TRY IT => Scan the records below for the string "head" and return every line where it appears.

══════════

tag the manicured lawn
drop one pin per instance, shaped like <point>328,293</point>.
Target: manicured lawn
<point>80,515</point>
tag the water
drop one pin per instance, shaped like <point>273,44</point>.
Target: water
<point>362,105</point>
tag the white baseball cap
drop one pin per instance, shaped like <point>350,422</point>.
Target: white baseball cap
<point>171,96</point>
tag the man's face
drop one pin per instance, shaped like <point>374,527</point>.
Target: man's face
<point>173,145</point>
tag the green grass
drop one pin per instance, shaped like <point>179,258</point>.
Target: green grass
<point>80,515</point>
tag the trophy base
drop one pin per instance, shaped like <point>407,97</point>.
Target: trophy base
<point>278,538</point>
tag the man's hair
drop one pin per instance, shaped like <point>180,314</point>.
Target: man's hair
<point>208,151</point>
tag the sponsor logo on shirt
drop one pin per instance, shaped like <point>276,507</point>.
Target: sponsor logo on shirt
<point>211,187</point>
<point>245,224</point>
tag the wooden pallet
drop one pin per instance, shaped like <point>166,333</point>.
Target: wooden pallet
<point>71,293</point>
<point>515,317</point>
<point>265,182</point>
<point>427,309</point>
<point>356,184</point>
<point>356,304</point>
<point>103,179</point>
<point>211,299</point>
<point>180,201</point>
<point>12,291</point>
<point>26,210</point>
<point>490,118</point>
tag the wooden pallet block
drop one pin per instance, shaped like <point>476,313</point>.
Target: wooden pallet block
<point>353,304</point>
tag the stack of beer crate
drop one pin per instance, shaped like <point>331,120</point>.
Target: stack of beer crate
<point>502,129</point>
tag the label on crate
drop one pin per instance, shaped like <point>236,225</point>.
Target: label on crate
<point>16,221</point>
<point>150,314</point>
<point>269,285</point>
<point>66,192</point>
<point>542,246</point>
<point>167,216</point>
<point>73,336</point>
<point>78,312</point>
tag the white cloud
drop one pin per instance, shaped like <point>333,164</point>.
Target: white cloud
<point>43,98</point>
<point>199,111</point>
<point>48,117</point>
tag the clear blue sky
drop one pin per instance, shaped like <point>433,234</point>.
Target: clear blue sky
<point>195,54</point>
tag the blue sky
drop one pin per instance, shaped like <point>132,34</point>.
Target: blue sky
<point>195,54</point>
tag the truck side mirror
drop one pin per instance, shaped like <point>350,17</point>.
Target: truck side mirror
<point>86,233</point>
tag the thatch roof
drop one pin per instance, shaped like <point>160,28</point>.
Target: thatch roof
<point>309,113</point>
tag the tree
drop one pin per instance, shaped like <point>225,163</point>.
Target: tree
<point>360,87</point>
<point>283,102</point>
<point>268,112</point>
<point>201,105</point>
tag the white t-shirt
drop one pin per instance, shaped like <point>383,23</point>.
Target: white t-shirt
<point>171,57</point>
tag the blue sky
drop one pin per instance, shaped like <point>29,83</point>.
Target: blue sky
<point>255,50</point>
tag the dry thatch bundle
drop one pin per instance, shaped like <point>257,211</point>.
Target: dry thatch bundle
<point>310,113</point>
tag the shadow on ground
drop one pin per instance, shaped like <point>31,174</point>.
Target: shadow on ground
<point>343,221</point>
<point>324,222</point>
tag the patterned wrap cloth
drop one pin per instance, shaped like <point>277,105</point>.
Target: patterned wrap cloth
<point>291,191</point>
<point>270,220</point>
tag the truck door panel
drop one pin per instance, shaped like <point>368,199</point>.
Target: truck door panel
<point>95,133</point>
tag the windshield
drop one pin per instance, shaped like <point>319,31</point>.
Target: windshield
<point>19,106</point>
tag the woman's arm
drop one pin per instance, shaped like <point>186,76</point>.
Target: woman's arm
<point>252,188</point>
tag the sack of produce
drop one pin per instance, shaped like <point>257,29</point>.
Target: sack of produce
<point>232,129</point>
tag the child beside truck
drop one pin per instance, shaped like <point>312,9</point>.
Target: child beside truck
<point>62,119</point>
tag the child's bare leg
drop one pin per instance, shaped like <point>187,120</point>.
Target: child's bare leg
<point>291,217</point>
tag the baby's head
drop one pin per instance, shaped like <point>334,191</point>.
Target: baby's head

══════════

RESULT FOR THIS EXERCISE =>
tag the baby's head
Target: baby's head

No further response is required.